» WHAT IS ASKED
Rewrite the entries that follow, putting "by marking every occurrence" wherever "with a point on each instance" appears and leaving everything else unchanged.

» RECORD EXTRACTS
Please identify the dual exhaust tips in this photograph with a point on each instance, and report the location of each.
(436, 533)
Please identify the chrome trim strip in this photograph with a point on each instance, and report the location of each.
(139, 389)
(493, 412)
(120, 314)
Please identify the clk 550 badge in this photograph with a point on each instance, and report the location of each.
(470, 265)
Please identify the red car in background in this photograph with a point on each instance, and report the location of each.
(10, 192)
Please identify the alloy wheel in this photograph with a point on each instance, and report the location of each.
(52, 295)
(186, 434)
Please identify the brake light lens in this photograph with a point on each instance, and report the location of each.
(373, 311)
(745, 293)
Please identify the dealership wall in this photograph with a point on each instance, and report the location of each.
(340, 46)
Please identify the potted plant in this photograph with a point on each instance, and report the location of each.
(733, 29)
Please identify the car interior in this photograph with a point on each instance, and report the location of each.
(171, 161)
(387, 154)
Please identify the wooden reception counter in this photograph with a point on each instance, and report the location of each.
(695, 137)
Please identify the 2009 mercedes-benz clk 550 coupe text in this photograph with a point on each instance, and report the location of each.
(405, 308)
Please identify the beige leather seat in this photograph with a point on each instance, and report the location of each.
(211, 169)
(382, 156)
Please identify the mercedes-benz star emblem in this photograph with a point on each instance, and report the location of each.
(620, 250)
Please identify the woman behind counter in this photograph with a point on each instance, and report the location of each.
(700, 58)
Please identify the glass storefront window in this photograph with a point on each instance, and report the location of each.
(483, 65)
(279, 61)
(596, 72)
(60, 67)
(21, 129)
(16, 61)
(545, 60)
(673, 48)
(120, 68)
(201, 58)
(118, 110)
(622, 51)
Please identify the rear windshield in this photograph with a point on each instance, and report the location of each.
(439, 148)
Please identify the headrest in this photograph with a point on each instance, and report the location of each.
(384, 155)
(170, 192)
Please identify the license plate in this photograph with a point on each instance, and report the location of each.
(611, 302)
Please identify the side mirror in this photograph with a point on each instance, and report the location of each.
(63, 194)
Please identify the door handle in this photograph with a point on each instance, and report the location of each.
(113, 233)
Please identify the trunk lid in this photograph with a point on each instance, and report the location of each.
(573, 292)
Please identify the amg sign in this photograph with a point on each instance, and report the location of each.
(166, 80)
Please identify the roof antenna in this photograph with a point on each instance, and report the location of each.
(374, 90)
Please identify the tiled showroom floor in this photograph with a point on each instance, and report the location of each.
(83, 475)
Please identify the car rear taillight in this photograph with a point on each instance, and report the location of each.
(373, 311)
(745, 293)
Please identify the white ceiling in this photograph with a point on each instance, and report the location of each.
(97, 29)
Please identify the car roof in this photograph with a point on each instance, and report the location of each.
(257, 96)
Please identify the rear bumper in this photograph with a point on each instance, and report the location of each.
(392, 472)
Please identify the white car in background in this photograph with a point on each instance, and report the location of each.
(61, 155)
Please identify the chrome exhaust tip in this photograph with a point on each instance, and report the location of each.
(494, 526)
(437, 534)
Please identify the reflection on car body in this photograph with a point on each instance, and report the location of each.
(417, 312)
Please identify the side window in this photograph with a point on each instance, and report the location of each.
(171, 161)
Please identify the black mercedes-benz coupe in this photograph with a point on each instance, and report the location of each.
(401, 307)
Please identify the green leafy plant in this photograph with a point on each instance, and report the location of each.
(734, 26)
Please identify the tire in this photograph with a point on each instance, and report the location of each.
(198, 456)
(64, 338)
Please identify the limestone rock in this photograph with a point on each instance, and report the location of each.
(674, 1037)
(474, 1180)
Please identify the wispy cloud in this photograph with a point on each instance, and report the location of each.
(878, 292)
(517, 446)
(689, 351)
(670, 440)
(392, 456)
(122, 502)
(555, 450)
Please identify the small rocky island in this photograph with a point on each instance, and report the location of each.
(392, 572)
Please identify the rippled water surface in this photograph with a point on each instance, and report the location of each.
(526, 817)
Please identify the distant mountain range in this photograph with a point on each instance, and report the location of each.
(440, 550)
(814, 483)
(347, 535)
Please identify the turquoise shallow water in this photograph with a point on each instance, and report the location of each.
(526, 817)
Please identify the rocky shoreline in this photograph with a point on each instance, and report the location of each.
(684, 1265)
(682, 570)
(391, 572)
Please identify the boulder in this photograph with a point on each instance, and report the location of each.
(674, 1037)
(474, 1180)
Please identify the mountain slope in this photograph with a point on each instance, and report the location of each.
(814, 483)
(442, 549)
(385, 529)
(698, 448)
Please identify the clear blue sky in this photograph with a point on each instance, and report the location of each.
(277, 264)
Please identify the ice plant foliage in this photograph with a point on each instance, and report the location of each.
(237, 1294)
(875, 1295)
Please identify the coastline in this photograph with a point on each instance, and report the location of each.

» SOLUTION BELOW
Please identify the dual exhaust tips in this photograph by marking every occurrence, and report the location of each.
(436, 533)
Please identify the chrome trim strip in this photograph by marking every occurrence, and report the location of each.
(139, 389)
(493, 412)
(120, 314)
Please identify the clk 550 badge in this photograph by marking every occurrence, and report the location of each.
(470, 265)
Please identify the red car in background in this photograph by marking every occurrence, and report the location of each.
(10, 192)
Please identify the alloy wheel in this photograph by marking every occurrence, and report the location of each.
(52, 295)
(186, 434)
Please identify the brake light lens in this photograph by marking every occurrence, and report the location of each.
(373, 311)
(745, 293)
Please identify the dealership wall in this photograph by marking every occurrence, and report the location of each.
(340, 46)
Please identify the potted plant in this photograph by marking every occurrence, and report the location of each.
(733, 29)
Please identify the car interior in this photograph by marking every occurrence, and report the location of each.
(171, 161)
(387, 154)
Please identify the wooden reception counter in this photograph by marking every occurrence, and report the location of each.
(695, 137)
Please identify the 2009 mercedes-benz clk 550 coupe text in this photograph by marking every occurrence, and report the location of each.
(405, 308)
Please identify the beige leather seat in this photograph by marking every occurrence, and report the location of each.
(211, 169)
(382, 156)
Please identify the mercedes-benz star emblem in this photograph by marking every occurrence, and report the location of each.
(620, 250)
Please identify the woman behind counter in this photograph by marking every occurrence, and report the location of each.
(700, 58)
Please identify the glass storefront window in this photograph by marking every occurrence, and report the location of each.
(483, 65)
(279, 61)
(596, 72)
(60, 67)
(21, 129)
(16, 61)
(545, 60)
(673, 48)
(120, 68)
(201, 58)
(118, 110)
(622, 51)
Please identify the rear windshield in this photograph by marking every occurrence, and report the location of each.
(439, 148)
Please identify the headrest in this photograph by marking every occurrence, and report the location of each.
(384, 155)
(170, 192)
Please identify the license plate in this photograph by marking every occurrence, and report the location of each.
(611, 302)
Please identify the side mirror in this photograph by marking every occurrence, and report the location of each.
(63, 194)
Please identify the door handle in this photograph by marking every occurrence, and report the location of each.
(113, 233)
Please identify the trunk lid in this photograph by marking every occurrence, and report the location of each.
(573, 292)
Please identify the amg sign in this photograph by marking every occurrence, and report the location of each.
(166, 80)
Please identify the roof antenna in this photograph by marking every occurrence, and report the location of each.
(374, 90)
Please identify the tiled showroom floor in this photograph by marking every occurrence, and report the location of each.
(83, 475)
Please identify the car rear taillight in this photograph by marking every occurrence, and report the location of each.
(373, 311)
(745, 293)
Please identify the white ceiling in this photograph by marking every occurrence, and report the location of each.
(97, 29)
Please identify the car roof in this photograph by marking every occurrence, and report the location of each.
(257, 96)
Please identify the rear bumper in this photograph by marking every occurrence, and report the location of each.
(392, 472)
Please identify the white car in background in this photograph by marking every occurrence, and report the location of each.
(61, 155)
Please identify the chrome exhaust tip in this photograph by marking every occurrence, and report the location of each.
(494, 526)
(437, 534)
Please identify the reflection on car body in this photograph by marking every occurrence, and report the location of each.
(417, 312)
Please identify the side window in this photograph by marking every occurrence, and report the location of each.
(171, 161)
Please identify the black mercedes-benz coupe in this photograph by marking every occurrence, and report the location of each.
(401, 307)
Please identify the green leafy plant in this photograph by marking every occurrence, and report the location of each.
(734, 26)
Please identify the tire in this photograph by marking every occurrence, and report the location of each.
(198, 456)
(64, 338)
Please identify the limestone rock in this photograph by marking every occurrence, and report the location of each.
(674, 1037)
(474, 1180)
Please identify the wispy cloud in this photograph by marking every occurrence, and report the location of each.
(878, 292)
(517, 446)
(689, 351)
(670, 440)
(392, 456)
(122, 502)
(555, 450)
Please identify the small rocky island in this photograph by marking every occurrence, and report the location of each.
(392, 572)
Please identify the rippled water surface in this photograph by marking every occurrence, and report the location of each.
(526, 817)
Please identify the distant mountain range in this photograph by marking every occurrence, and report the location of each.
(440, 550)
(814, 483)
(347, 535)
Please identify the turquoise shallow water in this photograph by marking every occurrence, and report the location of each.
(526, 817)
Please identify the rocky shoreline in this photograph by marking every occurrence, and report the location of each.
(684, 1265)
(682, 570)
(391, 572)
Please identify the boulder in this photograph by marking every occurrence, and report the location of each.
(674, 1037)
(474, 1180)
Please identify the mountain slope in this photograph by marking every occurrence, and report the location of each.
(814, 483)
(442, 549)
(385, 529)
(698, 448)
Please identify the clear blue sky in this photograph by marking every occurrence, and report the location of each.
(277, 264)
Please identify the ice plant foliage in this photograph by marking every occurrence, and report the location of each.
(237, 1294)
(875, 1295)
Please identify the coastline in this photograph by marking every occurrence, and report the location of each.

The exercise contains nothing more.